TAREFAS PROPOSTAS:
**1.** Transcreva do texto selecionado o trecho que vai de "Há um provérbio" até "direi algo mais.", inclusive.
**2.** Resuma o texto selecionado em duas frases.

Parabéns, caro contista. Tudo de bom.

Senhorita B. disse...

Aramis,
Desejo enormes alegrias hoje e sempre.
abraços,
Renata

Anônimo disse...

Há um provérbio chinês que Earl Derr Biggers, o genial criador de Charlie Chan, gostava de botar na boca do seu personagem: "Uma palavra meiga aquece por muitos invernos". Obrigado. Aramis.

Anônimo disse...

Venho tarde, mas quero juntar-me ao coro dos parabéns. Acabei de ler agora o "Reportagem Urbana", muito gentilmente enviado pela Gerana (e autografado pelo Aramis - é: é ele que faz anos e eu é que recebo presentes) e, em breve escreverei sobre o livro no meu blogue. Quanto a este conto, ainda não o li. Mas hei de ler. E nessa altura, direi algo mais.

DADOS REGISTRADOS:
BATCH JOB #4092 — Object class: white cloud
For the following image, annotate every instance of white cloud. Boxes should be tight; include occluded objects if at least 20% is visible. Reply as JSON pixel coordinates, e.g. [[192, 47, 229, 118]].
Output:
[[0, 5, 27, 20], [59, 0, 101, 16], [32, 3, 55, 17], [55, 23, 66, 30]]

RESPOSTAS DETALHADAS:
**1.**
Há um provérbio chinês que Earl Derr Biggers, o genial criador de Charlie Chan, gostava de botar na boca do seu personagem: "Uma palavra meiga aquece por muitos invernos". Obrigado. Aramis.

Anônimo disse...

Venho tarde, mas quero juntar-me ao coro dos parabéns. Acabei de ler agora o "Reportagem Urbana", muito gentilmente enviado pela Gerana (e autografado pelo Aramis - é: é ele que faz anos e eu é que recebo presentes) e, em breve escreverei sobre o livro no meu blogue. Quanto a este conto, ainda não o li. Mas hei de ler. E nessa altura, direi algo mais.

**2.** Nos comentários, Aramis recebe parabéns e votos de alegria, inclusive de Renata, e agradece citando um provérbio chinês que Earl Derr Biggers punha na boca de Charlie Chan. Em outro comentário, alguém se junta aos parabéns e conta que leu "Reportagem Urbana", enviado pela Gerana e autografado por Aramis, que vai escrever sobre o livro no seu blogue e que ainda não leu o conto.